--- INFORMATION SUPPLIED Enclosed Below ---

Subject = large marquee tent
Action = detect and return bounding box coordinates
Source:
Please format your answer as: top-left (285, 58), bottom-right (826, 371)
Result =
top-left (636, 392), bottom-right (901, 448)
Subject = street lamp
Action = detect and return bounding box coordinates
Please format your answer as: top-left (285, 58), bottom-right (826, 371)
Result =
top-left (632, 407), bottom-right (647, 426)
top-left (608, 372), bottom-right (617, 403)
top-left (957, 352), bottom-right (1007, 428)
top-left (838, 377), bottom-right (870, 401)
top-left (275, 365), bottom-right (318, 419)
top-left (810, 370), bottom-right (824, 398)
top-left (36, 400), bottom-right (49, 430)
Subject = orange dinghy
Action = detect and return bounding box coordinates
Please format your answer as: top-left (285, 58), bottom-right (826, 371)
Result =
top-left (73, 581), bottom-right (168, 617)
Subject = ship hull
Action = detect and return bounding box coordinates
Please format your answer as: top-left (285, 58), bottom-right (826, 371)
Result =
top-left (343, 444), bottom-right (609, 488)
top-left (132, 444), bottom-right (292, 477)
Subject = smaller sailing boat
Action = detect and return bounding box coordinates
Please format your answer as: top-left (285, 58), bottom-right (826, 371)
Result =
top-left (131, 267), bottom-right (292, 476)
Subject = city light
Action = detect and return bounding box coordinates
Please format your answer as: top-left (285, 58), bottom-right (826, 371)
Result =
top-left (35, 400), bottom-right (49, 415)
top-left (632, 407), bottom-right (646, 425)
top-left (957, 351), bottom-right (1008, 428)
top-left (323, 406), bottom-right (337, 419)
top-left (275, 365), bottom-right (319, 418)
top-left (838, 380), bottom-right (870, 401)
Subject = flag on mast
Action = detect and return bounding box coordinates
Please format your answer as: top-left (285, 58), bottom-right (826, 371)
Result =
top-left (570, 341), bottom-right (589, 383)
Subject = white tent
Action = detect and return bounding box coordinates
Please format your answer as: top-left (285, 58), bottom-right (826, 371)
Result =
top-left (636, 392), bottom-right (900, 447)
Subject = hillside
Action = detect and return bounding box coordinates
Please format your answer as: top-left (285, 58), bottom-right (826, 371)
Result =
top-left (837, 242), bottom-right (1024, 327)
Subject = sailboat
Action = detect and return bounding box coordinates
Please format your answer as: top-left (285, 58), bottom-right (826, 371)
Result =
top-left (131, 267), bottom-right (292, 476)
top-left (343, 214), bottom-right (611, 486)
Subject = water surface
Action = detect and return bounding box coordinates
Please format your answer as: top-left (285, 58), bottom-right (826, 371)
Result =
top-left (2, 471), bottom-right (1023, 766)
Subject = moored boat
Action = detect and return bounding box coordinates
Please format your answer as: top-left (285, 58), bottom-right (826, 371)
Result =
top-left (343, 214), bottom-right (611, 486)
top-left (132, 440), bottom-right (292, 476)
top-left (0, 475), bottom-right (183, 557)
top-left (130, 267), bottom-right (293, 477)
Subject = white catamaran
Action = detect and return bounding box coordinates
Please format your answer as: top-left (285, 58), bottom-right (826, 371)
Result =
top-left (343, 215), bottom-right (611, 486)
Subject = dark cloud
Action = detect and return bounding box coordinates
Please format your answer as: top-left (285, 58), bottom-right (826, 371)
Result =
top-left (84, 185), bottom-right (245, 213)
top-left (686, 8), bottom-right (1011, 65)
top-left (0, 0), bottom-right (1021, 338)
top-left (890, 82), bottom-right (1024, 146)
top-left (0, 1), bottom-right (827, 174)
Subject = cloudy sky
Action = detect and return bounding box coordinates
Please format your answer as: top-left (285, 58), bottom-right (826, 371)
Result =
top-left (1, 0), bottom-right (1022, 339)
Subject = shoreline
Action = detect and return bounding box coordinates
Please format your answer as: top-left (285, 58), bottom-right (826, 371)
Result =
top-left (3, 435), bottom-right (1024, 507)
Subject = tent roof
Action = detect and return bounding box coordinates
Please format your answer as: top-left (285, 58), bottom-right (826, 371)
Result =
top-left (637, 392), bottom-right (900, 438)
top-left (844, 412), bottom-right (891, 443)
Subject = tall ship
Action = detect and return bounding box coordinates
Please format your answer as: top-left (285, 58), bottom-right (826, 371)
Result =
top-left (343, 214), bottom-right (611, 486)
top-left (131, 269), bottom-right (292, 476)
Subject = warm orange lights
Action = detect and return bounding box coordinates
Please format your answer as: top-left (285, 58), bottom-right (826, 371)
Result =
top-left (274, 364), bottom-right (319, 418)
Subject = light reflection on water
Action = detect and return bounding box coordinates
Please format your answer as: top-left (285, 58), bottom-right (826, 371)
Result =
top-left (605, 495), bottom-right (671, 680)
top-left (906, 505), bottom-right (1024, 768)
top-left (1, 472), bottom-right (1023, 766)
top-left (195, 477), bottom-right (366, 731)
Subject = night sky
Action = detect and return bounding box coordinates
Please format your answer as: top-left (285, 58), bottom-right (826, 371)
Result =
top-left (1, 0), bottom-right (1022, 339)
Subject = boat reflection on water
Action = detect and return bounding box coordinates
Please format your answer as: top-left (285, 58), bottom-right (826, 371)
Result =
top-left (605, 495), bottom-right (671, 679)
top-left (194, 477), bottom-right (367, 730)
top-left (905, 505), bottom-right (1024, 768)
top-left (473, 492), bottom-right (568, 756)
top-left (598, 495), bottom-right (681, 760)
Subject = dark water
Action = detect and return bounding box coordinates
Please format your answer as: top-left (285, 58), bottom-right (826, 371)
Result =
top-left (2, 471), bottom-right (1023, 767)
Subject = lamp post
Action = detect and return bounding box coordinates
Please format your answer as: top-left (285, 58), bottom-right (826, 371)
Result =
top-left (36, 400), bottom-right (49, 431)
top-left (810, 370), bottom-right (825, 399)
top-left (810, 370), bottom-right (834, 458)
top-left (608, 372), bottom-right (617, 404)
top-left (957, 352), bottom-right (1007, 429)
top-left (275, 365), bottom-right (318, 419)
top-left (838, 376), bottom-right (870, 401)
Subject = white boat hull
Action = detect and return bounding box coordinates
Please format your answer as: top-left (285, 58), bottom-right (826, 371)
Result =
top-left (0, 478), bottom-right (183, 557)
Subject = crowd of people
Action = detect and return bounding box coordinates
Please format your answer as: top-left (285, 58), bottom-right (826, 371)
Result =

--- End of Enclosed INFORMATION SUPPLIED ---

== EXERCISE BRIEF ==
Each line in the material above that mentions the word "reflection" must be copied.

== EXPECTED OUTPUT ==
Subject = light reflection on water
Subject = boat reflection on water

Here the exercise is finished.